_SHORT PROBLEM_
Output exactly the lines from the line with "# test: for every instance of the fireplace" through the end of the records below. Include nothing else.

_Data listing_
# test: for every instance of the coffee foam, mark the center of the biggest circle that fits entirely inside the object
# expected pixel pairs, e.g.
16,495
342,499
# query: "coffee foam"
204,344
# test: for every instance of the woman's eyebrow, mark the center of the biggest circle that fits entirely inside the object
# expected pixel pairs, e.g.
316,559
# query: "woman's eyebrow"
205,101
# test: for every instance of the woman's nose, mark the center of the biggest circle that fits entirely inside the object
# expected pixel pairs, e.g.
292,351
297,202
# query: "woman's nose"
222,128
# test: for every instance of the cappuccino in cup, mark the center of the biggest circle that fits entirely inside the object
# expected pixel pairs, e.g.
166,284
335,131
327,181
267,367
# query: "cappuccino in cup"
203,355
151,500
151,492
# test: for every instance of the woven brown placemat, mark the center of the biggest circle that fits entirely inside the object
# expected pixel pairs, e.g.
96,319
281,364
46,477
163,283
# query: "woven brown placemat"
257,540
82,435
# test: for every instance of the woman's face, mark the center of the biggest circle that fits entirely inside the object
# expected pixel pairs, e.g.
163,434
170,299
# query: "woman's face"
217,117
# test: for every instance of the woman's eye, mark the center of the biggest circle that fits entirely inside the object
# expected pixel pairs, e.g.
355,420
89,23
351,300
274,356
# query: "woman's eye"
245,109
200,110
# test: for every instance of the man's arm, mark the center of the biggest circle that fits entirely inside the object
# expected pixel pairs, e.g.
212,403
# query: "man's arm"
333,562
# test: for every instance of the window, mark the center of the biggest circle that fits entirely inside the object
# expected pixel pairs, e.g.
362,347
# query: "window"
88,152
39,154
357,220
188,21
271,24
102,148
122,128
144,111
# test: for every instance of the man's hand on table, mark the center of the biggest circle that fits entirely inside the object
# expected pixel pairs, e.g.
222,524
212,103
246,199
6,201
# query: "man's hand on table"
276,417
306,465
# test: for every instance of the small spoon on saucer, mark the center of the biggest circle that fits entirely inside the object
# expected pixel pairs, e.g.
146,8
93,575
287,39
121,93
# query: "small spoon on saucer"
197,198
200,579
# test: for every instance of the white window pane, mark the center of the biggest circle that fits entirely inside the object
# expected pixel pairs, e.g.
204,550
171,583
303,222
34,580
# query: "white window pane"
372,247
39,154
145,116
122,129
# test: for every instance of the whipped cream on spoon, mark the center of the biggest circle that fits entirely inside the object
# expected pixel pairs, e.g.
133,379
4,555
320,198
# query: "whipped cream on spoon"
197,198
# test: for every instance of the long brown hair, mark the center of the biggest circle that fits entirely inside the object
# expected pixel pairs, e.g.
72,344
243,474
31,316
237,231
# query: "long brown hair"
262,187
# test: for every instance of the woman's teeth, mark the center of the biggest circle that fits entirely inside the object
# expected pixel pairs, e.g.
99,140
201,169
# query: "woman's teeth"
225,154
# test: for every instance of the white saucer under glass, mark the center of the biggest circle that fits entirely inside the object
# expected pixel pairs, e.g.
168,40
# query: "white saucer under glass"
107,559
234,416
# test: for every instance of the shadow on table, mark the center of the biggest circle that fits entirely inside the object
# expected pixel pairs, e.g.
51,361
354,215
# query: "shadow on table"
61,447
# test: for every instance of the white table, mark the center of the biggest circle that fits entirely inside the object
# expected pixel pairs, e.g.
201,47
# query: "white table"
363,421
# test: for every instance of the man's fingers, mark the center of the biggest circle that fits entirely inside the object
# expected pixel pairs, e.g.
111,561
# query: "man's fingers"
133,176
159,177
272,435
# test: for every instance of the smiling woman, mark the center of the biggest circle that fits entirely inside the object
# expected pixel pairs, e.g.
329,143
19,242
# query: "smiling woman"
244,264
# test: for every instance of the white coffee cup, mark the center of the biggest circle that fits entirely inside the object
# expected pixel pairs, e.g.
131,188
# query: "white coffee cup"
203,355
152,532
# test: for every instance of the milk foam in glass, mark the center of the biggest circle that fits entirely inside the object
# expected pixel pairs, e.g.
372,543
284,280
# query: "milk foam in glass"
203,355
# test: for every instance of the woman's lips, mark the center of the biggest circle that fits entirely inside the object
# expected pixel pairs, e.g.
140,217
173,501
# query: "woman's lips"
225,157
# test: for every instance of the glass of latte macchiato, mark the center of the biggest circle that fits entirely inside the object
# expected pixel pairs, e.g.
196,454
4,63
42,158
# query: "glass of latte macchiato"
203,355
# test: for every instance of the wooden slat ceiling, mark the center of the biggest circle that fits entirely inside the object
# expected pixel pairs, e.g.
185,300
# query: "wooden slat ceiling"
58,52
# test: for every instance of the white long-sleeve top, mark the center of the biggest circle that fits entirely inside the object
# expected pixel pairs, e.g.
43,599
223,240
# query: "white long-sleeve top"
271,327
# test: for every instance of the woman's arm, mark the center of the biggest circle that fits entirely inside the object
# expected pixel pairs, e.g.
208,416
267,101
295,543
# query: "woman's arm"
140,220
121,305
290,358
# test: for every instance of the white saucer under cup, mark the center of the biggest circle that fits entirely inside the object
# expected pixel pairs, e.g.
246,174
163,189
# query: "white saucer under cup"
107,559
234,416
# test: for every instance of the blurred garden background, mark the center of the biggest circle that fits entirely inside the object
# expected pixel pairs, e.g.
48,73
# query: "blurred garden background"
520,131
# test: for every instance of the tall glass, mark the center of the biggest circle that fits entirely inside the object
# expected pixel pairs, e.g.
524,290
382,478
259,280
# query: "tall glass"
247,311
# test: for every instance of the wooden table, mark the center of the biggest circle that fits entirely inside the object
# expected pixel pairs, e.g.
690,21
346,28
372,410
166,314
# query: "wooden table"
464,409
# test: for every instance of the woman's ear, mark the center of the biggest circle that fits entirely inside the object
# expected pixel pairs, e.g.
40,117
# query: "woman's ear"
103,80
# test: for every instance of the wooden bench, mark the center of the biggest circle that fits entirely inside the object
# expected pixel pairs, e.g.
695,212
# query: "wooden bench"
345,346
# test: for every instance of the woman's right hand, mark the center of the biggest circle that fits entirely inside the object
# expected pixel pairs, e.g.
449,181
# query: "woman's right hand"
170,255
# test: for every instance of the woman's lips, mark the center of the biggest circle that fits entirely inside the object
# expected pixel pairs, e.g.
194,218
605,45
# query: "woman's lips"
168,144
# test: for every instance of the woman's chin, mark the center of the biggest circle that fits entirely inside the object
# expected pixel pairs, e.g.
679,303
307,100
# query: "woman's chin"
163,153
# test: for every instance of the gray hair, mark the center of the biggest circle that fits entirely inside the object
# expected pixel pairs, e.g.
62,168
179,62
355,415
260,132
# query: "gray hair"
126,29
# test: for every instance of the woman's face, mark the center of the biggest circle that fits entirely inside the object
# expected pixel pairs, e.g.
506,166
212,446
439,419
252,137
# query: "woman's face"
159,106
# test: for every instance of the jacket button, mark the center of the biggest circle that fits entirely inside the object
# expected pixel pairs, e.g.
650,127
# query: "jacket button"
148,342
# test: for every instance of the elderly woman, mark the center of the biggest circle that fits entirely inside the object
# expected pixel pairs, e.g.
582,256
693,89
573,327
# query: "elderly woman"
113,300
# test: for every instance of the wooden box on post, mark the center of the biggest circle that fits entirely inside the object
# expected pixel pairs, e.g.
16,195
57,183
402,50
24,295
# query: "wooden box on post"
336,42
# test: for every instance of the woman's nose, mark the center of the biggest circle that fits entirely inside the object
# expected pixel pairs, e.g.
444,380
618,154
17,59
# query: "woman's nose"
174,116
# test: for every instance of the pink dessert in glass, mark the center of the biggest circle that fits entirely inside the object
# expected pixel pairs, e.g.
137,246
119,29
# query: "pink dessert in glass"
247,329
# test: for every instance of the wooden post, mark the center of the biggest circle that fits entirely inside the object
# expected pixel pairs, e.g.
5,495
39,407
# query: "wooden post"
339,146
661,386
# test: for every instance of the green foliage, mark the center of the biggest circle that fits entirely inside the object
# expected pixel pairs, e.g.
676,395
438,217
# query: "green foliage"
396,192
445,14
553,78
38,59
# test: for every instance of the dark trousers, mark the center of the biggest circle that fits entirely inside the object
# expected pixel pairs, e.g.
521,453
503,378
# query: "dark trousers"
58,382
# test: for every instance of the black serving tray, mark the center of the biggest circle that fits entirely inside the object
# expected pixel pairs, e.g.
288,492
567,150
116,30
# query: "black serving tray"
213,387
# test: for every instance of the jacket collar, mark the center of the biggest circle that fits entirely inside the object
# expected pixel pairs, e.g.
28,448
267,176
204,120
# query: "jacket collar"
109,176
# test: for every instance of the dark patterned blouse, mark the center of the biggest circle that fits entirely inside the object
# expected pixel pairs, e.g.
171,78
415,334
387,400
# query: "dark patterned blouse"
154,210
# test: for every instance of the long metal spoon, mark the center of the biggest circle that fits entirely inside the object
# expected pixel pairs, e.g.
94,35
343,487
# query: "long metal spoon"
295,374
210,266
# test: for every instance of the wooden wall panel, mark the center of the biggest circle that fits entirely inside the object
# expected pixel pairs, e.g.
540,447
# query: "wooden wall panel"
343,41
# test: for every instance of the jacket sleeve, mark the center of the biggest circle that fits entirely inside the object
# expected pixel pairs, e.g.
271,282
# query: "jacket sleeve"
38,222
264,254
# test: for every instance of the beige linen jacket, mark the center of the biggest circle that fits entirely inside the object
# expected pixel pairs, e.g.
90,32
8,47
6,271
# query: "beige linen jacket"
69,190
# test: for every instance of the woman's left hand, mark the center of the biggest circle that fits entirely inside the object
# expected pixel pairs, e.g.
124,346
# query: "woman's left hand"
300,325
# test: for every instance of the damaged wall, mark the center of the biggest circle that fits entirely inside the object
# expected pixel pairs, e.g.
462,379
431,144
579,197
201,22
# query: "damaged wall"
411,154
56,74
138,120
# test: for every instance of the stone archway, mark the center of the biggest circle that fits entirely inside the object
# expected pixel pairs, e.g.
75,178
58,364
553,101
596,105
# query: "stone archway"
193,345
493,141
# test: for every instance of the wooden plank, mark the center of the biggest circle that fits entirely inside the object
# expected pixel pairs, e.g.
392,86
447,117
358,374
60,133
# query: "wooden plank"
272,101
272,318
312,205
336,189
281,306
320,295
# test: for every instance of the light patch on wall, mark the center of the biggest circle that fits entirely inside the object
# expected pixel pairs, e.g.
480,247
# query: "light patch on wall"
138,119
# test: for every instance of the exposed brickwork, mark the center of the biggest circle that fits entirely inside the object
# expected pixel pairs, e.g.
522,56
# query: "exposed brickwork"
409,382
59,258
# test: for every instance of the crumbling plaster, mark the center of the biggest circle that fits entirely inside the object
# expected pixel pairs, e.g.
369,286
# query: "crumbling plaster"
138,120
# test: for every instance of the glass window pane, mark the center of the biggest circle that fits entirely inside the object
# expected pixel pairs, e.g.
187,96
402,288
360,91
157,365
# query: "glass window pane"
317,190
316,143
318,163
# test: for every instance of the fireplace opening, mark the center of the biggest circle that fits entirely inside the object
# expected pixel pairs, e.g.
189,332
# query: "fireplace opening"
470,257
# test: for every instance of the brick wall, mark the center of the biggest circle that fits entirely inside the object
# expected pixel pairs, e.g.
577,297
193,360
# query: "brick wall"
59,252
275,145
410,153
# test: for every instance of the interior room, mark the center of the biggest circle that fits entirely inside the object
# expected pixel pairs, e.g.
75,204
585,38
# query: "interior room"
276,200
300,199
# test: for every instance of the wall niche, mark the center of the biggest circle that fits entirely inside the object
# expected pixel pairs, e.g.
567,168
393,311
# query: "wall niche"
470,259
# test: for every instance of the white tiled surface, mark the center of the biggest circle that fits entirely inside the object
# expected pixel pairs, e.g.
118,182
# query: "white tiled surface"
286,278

_ANSWER TO THE TASK_
# test: for every instance of the fireplace opening, mark the center of the biggest circle that fits entirely inside the object
# expected pixel pairs, e.g.
189,332
# query: "fireplace opening"
470,257
# test: for every instance of the brick wall, mark the center of the biggest circle that fits entirely inside the object
# expected pixel pairs, e.g.
577,297
193,360
# query: "brick wall"
59,252
275,145
410,153
# test: for every instance of the interior room, mark the center of the biggest circle that fits entirely inside the object
# expected pixel pairs, e.g.
75,204
585,38
# query: "interior room"
276,200
300,199
# test: for every instance of the wall niche, mark the center of the biggest circle that fits entirely inside the object
# expected pixel pairs, e.g.
567,168
393,311
# query: "wall niche"
470,259
# test: for every instance of the white tiled surface, mark the center of the biggest circle that fits entirely inside the object
# expected pixel pairs, e.g.
118,182
# query: "white tiled surface"
286,278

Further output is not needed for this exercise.